Rewrite the material below as a JSON list of strings, one string per line, omitting blank lines and leaving out the pictures.
____________________
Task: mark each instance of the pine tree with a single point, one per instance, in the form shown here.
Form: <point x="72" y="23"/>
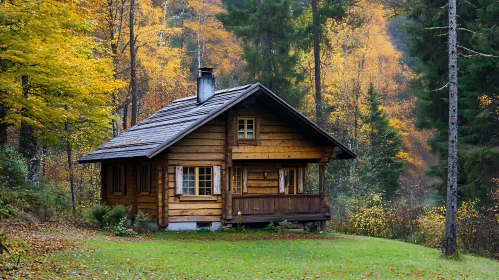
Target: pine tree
<point x="478" y="82"/>
<point x="266" y="30"/>
<point x="381" y="168"/>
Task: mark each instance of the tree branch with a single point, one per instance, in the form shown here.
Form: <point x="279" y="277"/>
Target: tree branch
<point x="477" y="53"/>
<point x="443" y="87"/>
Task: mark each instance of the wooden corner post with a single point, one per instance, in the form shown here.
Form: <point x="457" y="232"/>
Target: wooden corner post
<point x="322" y="168"/>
____________________
Response to this task ▸
[
  "Task: mark each instance of the pine tree with a single point, one per instance, in the form shown here.",
  "Form: <point x=\"72\" y=\"23\"/>",
  "Target: pine tree",
  "<point x=\"478\" y=\"82\"/>",
  "<point x=\"266\" y=\"30\"/>",
  "<point x=\"381\" y=\"168\"/>",
  "Task: mark each instance of the tree branch with a single point, one per instance, in the form shown here.",
  "Form: <point x=\"279\" y=\"277\"/>",
  "Target: tree branch",
  "<point x=\"477\" y=\"53\"/>",
  "<point x=\"443\" y=\"87\"/>",
  "Task: mark each instance of the wooden corner post with a single point, one per instance, in the form shown here.",
  "Form: <point x=\"457\" y=\"232\"/>",
  "Target: wooden corner post",
  "<point x=\"322\" y=\"168\"/>"
]